START GIVEN DATA

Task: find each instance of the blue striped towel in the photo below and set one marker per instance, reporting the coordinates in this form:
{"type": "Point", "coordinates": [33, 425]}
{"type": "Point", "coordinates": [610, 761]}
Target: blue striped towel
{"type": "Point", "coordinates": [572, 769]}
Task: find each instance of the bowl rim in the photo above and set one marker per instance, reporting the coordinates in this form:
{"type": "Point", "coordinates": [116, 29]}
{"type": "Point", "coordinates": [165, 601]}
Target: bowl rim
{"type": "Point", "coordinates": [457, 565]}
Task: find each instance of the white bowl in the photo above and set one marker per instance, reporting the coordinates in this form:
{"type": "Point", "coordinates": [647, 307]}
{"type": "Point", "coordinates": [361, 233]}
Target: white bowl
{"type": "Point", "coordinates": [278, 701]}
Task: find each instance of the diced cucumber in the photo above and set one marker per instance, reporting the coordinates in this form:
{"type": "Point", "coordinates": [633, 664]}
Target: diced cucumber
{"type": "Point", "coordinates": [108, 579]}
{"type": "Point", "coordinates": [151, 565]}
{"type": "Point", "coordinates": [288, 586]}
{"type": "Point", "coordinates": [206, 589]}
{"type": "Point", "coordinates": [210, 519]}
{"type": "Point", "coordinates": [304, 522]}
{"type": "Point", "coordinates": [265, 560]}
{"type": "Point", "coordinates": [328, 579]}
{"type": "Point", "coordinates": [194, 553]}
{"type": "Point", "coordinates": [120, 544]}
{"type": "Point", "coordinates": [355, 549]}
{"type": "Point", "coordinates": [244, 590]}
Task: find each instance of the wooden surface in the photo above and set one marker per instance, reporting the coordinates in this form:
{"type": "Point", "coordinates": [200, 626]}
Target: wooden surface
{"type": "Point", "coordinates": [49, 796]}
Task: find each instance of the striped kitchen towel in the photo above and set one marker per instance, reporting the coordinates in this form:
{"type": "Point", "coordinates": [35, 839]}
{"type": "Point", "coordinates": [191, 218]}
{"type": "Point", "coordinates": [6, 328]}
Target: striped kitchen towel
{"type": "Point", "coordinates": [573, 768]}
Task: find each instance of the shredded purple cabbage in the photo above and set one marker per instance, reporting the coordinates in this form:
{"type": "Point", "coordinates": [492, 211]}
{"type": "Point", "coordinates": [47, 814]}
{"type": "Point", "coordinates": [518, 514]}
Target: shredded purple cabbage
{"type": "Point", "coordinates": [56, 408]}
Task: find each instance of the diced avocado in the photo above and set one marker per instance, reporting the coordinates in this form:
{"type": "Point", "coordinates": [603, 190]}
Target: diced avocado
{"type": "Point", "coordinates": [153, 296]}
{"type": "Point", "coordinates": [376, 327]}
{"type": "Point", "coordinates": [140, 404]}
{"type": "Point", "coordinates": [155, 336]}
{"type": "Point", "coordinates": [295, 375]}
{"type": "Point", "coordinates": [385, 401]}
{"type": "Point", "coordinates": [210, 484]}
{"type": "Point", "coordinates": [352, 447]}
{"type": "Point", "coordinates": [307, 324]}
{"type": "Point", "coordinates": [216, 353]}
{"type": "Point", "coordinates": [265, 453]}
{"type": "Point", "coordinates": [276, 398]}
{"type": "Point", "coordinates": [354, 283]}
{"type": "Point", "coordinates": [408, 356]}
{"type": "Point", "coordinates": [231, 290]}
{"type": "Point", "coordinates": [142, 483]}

END GIVEN DATA

▶ _WHAT THE TASK ASKS_
Copy each line of the records that contains the word "this".

▶ _ANSWER SPACE_
Task: find each instance of the blue striped towel in the photo below and set one marker per instance, reporting the coordinates in this form:
Task: find each instance of the bowl rim in the photo above and set one marker per instance, reporting the coordinates in this form:
Task: find each instance of the white bowl in the photo above and set one marker per instance, reporting the coordinates in this form:
Task: find each instance of the diced cucumber in the photo above and set one marker per instance, reporting the coordinates in this form:
Task: find each instance of the wooden surface in the photo above and set one marker per instance, reporting the coordinates in this form:
Task: find each instance of the striped kitchen towel in the photo above and set one marker per instance, reporting the coordinates in this form:
Task: find each instance of the shredded purple cabbage in the photo above and set one marker per instance, reporting the coordinates in this form:
Task: find each instance of the diced avocado in the photo above and set one marker per instance, reporting the coordinates in this form:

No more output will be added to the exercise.